Update everything in the listing from the line containing "Reviewer check: every instance of the recessed" down to the line containing "Query: recessed ceiling light", swapping "ceiling light" for "downlight" and changing nothing else. Return only those lines.

━━ Supplied data

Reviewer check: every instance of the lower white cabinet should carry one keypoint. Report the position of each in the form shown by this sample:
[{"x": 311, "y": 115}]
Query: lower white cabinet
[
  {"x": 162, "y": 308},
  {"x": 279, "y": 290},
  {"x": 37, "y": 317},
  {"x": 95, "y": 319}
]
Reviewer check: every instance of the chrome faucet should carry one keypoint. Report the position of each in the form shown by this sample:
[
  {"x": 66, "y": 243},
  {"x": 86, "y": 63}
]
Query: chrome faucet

━━━━
━━ Supplied data

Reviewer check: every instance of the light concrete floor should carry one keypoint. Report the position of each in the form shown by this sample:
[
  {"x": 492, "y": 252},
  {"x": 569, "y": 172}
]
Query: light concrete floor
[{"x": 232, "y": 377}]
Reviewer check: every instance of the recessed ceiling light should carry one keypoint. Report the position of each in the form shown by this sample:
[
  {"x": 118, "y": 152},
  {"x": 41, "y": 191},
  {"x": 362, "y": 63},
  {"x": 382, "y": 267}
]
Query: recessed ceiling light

━━━━

Finished exercise:
Reviewer check: every instance of the recessed downlight should carry one keypoint. Report the position of each in the form shown by this sample:
[
  {"x": 118, "y": 152},
  {"x": 41, "y": 191},
  {"x": 362, "y": 63},
  {"x": 382, "y": 267}
]
Query: recessed downlight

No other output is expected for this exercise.